Set exercise:
How many of the lines below contain the word "boat"? Reply with the number alone.

════════════════════

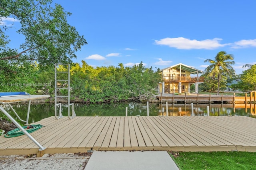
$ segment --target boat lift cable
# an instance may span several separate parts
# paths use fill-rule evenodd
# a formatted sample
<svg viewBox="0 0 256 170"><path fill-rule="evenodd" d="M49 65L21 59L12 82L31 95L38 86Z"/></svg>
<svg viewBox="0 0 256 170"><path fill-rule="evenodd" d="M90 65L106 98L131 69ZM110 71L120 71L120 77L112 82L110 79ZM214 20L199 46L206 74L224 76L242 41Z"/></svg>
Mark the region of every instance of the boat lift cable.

════════════════════

Answer below:
2